Exercise input
========================================================================

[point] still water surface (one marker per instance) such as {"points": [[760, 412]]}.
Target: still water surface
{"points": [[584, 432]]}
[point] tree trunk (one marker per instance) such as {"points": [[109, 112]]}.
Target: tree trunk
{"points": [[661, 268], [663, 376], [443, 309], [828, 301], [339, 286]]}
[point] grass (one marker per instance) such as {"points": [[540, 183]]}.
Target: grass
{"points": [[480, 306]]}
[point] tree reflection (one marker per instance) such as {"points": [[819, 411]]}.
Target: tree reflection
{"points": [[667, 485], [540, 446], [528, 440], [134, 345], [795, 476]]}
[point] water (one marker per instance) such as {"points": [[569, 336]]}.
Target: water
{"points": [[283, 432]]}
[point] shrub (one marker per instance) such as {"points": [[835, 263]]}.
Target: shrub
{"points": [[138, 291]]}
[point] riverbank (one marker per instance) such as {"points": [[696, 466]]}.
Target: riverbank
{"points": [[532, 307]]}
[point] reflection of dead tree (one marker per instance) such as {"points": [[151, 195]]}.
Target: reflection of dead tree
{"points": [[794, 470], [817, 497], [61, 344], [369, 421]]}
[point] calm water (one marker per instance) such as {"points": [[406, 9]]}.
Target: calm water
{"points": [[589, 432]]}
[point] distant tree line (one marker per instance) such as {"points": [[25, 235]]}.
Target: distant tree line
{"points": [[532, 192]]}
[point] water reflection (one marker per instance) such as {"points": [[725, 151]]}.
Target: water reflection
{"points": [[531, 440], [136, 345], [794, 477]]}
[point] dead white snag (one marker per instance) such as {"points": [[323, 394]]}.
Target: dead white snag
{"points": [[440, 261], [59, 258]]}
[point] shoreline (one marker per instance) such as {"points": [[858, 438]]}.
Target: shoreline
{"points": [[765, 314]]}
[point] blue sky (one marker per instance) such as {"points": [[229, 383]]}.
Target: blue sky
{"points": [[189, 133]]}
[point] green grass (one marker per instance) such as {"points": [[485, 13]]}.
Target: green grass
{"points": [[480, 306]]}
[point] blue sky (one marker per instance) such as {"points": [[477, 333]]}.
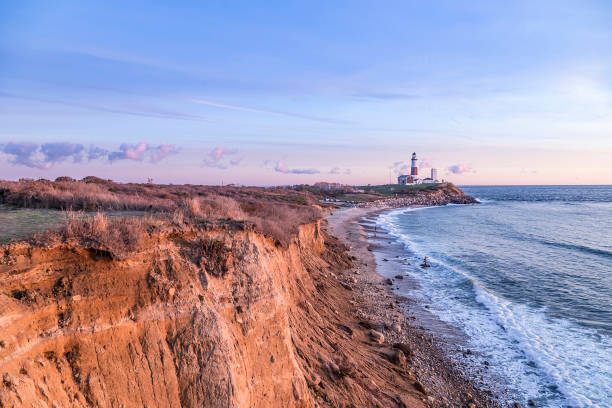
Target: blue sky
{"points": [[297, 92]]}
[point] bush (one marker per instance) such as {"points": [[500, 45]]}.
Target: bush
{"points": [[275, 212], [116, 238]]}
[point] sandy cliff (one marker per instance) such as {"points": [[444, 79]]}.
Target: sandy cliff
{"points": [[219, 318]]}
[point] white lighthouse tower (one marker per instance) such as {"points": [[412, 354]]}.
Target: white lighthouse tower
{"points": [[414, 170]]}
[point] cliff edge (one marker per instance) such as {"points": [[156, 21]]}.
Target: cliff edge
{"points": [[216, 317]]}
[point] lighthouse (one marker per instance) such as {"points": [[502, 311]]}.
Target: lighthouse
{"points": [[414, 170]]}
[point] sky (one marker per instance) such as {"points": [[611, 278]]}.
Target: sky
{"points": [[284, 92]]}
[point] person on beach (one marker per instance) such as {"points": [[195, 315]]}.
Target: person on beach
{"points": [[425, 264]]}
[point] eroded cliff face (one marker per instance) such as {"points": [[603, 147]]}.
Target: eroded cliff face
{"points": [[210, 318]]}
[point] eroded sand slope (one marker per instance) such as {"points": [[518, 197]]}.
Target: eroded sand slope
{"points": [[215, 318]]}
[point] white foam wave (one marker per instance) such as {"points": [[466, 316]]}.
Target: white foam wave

========================================================================

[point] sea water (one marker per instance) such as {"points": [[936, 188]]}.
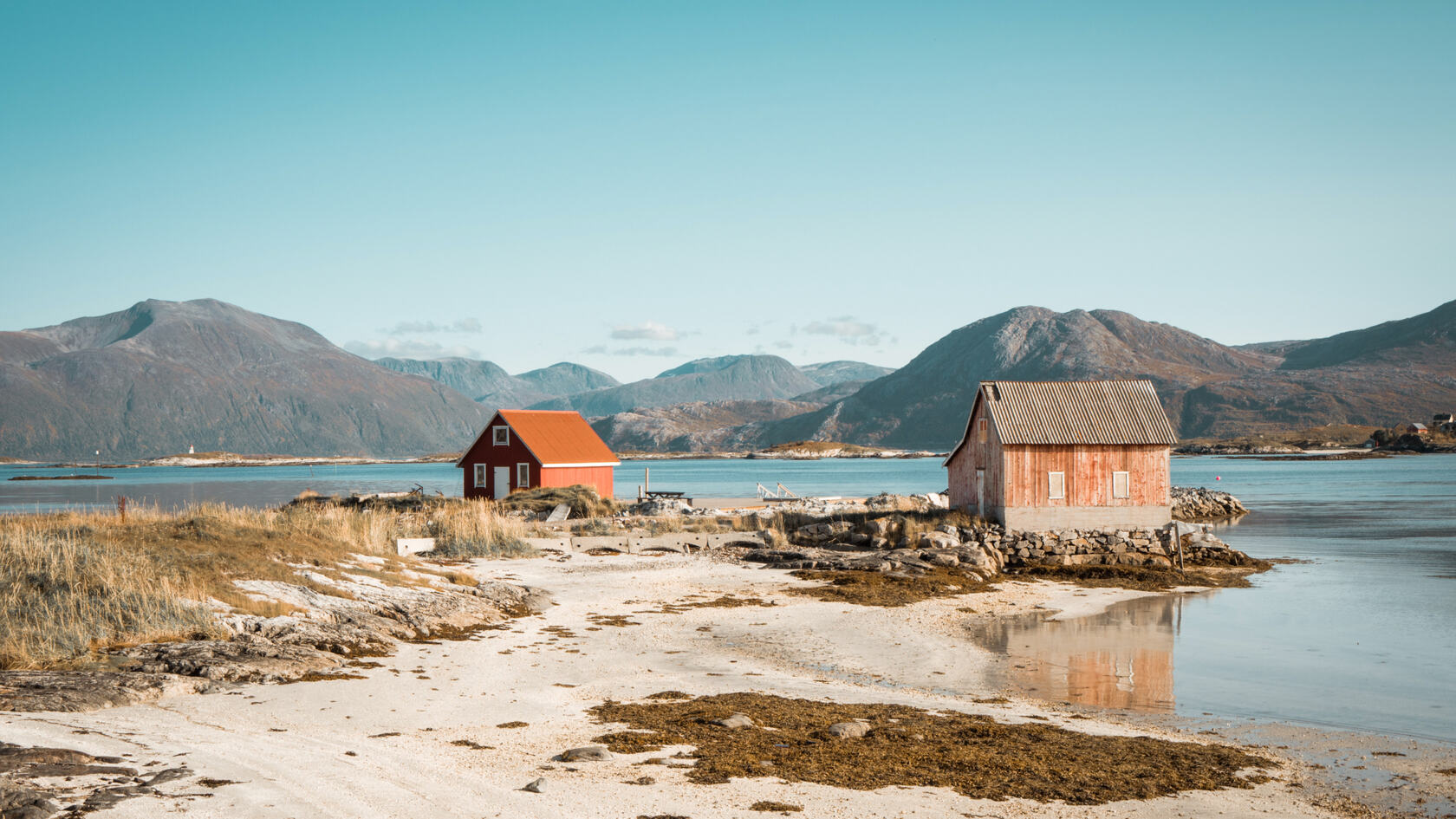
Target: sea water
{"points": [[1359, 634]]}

========================================================================

Work required
Where the listing above reaches the line that contains "[point] still water", start retyping, and finish with the line that contains "[point] tree reflection"; reproduce those lines exactly and no others.

Final answer
[point] still water surface (one marker per instance) such as {"points": [[760, 412]]}.
Target: still water surface
{"points": [[584, 432]]}
[point] tree trunk (one marker per instance) such as {"points": [[109, 112]]}.
Target: tree trunk
{"points": [[661, 268], [663, 376], [443, 309], [828, 301], [339, 286]]}
[point] grass (one marker per instance) such as {"points": [[540, 183]]}.
Target: grass
{"points": [[480, 306]]}
[point] tree reflection (one marker per instance) such as {"points": [[819, 411]]}.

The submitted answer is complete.